Records to use:
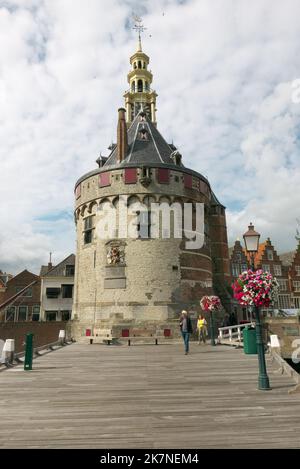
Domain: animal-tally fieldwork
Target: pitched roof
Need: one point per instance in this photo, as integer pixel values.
(59, 269)
(154, 149)
(25, 271)
(44, 270)
(287, 258)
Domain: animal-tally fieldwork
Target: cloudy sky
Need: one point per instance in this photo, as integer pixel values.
(223, 69)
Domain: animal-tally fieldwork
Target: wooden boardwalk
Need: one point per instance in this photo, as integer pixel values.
(146, 396)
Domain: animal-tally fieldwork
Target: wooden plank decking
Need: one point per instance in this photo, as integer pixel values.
(146, 396)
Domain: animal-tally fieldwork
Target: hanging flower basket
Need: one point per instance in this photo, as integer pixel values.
(210, 303)
(256, 289)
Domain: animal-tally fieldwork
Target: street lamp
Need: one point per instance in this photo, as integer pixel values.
(251, 239)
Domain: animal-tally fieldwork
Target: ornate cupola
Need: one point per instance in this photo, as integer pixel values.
(140, 95)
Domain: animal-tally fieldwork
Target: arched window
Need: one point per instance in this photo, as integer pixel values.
(140, 86)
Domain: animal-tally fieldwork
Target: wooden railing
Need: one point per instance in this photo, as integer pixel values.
(17, 358)
(232, 335)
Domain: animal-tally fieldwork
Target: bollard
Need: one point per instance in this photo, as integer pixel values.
(62, 336)
(28, 352)
(9, 351)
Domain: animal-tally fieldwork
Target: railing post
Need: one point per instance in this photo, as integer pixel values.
(28, 352)
(62, 336)
(9, 351)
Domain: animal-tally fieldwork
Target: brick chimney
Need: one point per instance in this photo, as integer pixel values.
(122, 143)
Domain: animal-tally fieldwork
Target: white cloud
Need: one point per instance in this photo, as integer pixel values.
(223, 71)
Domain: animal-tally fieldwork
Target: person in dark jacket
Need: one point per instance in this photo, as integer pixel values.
(186, 329)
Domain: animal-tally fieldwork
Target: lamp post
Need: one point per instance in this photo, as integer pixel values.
(212, 330)
(251, 239)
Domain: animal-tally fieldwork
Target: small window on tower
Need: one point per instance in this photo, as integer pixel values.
(143, 135)
(88, 229)
(140, 86)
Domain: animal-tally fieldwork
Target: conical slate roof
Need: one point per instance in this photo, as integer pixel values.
(145, 145)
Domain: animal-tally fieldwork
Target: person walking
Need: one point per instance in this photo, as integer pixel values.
(186, 329)
(202, 329)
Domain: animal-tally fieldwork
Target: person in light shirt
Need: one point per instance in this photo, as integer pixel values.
(186, 329)
(201, 329)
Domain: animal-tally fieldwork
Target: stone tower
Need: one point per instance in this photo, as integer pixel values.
(144, 281)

Work order: Filter the records down to the lines that contain the string "lamp", and copy those lines.

Final answer:
Target: street lamp
Target: lamp post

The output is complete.